==== Data Hasil Ekstraksi

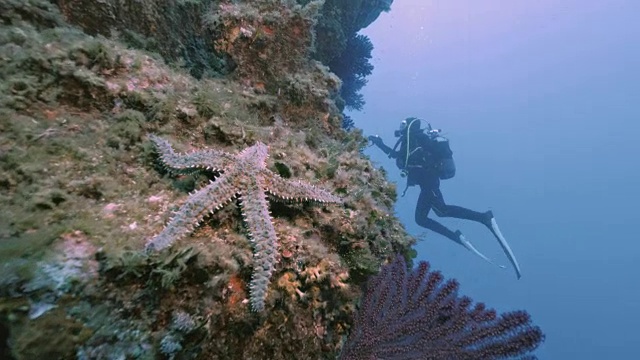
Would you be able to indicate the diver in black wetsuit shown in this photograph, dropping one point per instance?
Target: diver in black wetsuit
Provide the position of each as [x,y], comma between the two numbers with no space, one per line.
[425,158]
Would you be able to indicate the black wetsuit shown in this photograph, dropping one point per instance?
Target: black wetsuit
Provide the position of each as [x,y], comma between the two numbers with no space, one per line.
[421,172]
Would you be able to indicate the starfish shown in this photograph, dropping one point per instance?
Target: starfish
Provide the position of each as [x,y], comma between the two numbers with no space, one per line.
[243,176]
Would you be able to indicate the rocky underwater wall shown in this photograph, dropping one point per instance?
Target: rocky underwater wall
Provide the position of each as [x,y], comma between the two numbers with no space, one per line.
[175,183]
[83,187]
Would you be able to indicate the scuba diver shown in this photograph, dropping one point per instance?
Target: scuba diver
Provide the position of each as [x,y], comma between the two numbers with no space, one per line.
[425,158]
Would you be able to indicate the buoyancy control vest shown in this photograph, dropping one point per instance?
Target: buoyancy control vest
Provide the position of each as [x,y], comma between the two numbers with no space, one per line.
[423,153]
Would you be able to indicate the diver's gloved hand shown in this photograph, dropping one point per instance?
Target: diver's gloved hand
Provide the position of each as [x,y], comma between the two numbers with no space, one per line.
[375,139]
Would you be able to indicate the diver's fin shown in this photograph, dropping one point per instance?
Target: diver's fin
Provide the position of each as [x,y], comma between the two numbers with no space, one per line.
[505,246]
[464,242]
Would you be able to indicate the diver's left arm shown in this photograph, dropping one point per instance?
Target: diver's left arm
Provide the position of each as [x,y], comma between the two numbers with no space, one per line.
[377,140]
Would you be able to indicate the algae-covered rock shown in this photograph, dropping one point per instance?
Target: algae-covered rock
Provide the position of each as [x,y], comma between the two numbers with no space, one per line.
[82,189]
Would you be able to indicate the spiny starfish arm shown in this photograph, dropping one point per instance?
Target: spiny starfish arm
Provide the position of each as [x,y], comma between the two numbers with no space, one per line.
[198,205]
[297,190]
[202,159]
[265,243]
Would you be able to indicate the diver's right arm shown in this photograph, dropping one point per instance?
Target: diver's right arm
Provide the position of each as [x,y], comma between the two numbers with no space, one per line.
[377,140]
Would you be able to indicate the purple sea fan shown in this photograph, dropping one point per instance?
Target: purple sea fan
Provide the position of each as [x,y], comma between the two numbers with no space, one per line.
[414,314]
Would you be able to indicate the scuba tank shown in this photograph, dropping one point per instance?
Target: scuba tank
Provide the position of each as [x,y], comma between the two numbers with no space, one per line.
[436,155]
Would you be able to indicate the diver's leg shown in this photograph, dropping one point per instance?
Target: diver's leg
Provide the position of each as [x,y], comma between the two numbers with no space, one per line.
[443,210]
[425,202]
[423,206]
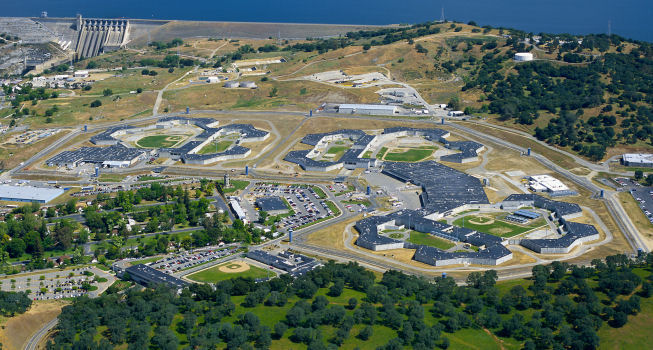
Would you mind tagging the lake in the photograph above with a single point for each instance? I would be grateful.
(629, 18)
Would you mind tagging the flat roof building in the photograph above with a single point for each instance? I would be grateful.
(367, 109)
(150, 277)
(28, 193)
(272, 205)
(638, 159)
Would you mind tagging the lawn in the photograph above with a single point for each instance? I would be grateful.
(336, 152)
(497, 228)
(411, 155)
(429, 240)
(214, 275)
(215, 147)
(159, 141)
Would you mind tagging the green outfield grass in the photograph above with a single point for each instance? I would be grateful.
(429, 240)
(212, 147)
(411, 155)
(497, 228)
(213, 274)
(159, 141)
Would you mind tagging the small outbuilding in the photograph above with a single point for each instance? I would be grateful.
(523, 56)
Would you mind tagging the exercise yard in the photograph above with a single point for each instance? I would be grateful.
(429, 240)
(160, 141)
(230, 270)
(410, 155)
(494, 226)
(215, 147)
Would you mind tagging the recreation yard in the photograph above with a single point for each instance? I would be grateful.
(495, 226)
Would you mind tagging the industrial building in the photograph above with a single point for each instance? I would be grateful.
(150, 277)
(28, 193)
(523, 56)
(367, 109)
(117, 156)
(272, 205)
(644, 160)
(549, 184)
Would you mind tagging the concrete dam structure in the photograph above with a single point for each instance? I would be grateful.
(96, 36)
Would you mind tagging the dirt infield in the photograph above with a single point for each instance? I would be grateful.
(481, 220)
(234, 267)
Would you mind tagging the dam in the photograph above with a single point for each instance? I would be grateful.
(96, 36)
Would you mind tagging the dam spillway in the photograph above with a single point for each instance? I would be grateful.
(96, 36)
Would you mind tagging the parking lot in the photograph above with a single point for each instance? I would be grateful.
(644, 198)
(642, 194)
(187, 260)
(59, 284)
(306, 205)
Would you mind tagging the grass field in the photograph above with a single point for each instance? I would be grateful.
(429, 240)
(214, 275)
(497, 228)
(336, 152)
(410, 155)
(214, 147)
(159, 141)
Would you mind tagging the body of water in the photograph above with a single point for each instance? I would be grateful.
(628, 18)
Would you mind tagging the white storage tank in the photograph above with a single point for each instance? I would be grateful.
(523, 56)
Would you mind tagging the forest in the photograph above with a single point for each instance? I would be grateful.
(561, 306)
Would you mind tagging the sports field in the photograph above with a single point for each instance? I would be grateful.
(410, 155)
(229, 270)
(487, 224)
(159, 141)
(214, 147)
(429, 240)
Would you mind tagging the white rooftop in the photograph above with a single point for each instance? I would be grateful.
(638, 157)
(550, 183)
(364, 106)
(29, 193)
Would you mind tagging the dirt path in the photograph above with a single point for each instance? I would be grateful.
(16, 331)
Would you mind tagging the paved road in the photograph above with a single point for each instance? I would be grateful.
(36, 337)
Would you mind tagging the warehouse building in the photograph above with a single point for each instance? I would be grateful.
(549, 184)
(150, 277)
(644, 160)
(367, 109)
(28, 193)
(117, 156)
(272, 205)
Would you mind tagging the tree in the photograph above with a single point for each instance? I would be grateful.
(279, 329)
(366, 333)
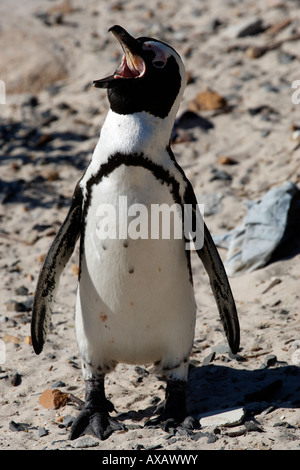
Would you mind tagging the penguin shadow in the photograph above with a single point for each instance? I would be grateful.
(216, 388)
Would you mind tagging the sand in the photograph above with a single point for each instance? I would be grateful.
(50, 54)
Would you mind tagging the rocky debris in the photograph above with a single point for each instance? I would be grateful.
(208, 100)
(53, 398)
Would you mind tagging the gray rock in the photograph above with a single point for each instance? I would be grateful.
(231, 417)
(84, 442)
(267, 227)
(248, 27)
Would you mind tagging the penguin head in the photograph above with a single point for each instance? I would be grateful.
(150, 78)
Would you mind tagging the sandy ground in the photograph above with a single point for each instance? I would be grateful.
(51, 51)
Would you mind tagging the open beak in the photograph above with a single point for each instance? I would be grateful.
(132, 65)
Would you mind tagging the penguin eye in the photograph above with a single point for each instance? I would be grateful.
(159, 64)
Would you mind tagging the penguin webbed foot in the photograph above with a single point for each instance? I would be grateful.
(172, 412)
(94, 418)
(90, 421)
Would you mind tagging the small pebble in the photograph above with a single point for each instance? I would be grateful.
(43, 432)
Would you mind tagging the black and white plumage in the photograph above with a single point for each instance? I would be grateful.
(135, 300)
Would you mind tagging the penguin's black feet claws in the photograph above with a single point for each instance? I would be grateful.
(99, 424)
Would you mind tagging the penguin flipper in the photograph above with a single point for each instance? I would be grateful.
(55, 261)
(220, 286)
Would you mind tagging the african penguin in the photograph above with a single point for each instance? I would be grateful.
(135, 300)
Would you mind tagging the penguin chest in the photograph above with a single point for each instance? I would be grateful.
(135, 294)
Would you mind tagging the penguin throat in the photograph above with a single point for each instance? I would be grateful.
(132, 66)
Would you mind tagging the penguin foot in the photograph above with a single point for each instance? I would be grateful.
(172, 412)
(99, 424)
(94, 418)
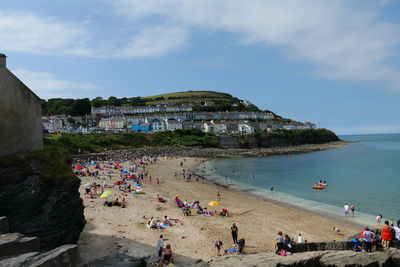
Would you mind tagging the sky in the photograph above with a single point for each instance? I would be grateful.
(334, 63)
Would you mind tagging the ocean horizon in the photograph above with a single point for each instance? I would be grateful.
(364, 173)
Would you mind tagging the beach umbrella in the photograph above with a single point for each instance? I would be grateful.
(106, 194)
(213, 203)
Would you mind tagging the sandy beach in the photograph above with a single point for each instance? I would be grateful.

========

= Petunjuk Latihan =
Bisakah Anda menuliskan ulang baris-baris butir di atas sebagai daftar bernomor tanpa baris kosong, mulai dari baris yang memuat "Would you mind tagging the penguin's" dan berakhir pada baris terakhir butir, termasuk kedua ujungnya? Jangan sertakan gambar dalam jawaban.

= Jawaban Akhir =
1. Would you mind tagging the penguin's black feet claws in the photograph above with a single point for each instance? I would be grateful.
2. (99, 424)
3. Would you mind tagging the penguin flipper in the photograph above with a single point for each instance? I would be grateful.
4. (55, 261)
5. (220, 286)
6. Would you mind tagging the african penguin in the photograph above with a single point for each instance? I would be grateful.
7. (135, 300)
8. Would you mind tagging the penguin chest in the photograph above with a single point for each instance? I would be grateful.
9. (135, 294)
10. Would you mind tagging the penguin throat in the photograph above with a single point for each instance? I would be grateful.
11. (132, 66)
12. Would you mind tagging the penguin foot in the photograph above with a single point for each instance? I would be grateful.
13. (172, 412)
14. (99, 424)
15. (94, 418)
16. Would you mind tagging the sky in the photograph above with a single point for each instance? I would be grateful.
17. (334, 63)
18. Would you mind tagging the ocean horizon in the photograph above with a single point for each instance? I would be grateful.
19. (364, 173)
20. Would you mind tagging the beach umbrella in the photograph above with a single point for each instance? I would be grateful.
21. (106, 194)
22. (213, 203)
23. Would you mind tagging the sandy beach in the photograph above with a single point for each instance? I would be grateful.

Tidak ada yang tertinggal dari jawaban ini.